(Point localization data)

----------

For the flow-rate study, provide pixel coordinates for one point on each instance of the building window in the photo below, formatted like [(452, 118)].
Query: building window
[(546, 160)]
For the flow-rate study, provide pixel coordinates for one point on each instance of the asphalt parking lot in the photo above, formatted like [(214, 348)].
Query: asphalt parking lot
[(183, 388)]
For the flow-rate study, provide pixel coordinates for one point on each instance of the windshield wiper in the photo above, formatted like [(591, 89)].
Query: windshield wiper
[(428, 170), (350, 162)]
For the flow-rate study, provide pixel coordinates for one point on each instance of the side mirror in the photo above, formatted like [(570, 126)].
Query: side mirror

----------

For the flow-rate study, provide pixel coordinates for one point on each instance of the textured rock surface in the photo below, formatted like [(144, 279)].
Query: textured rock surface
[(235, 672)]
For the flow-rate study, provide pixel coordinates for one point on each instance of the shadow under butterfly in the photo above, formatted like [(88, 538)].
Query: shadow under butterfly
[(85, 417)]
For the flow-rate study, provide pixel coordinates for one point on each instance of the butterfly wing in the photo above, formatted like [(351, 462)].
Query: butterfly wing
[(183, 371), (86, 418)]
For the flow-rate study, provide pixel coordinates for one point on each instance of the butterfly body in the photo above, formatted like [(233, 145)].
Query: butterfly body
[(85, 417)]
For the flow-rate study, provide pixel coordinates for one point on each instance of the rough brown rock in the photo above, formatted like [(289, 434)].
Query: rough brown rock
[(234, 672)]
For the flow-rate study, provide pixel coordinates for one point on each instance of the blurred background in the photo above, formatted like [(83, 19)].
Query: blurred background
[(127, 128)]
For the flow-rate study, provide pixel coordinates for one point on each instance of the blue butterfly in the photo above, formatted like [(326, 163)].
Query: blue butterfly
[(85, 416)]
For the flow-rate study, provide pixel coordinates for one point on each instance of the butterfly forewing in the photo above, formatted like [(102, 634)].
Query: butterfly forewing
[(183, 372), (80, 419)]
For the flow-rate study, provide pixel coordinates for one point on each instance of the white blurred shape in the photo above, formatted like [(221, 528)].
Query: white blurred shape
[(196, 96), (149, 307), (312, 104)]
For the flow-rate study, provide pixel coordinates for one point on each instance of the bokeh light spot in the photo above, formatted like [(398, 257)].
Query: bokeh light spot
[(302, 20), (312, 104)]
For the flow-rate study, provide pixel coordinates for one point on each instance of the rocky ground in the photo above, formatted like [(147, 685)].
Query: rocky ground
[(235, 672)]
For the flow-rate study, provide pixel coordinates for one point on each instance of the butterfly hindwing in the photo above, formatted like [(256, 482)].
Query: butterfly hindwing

----------

TASK REQUIREMENTS:
Lines above that have "below": copy each of them.

ANSWER BOX:
For the flow-rate study, provide pixel coordinates for one point on each instance of the building window in the photo below, formatted like [(452, 118)].
For the flow-rate study, provide pixel coordinates for one point on each instance of the textured rock surface in the photo below, formatted like [(144, 279)].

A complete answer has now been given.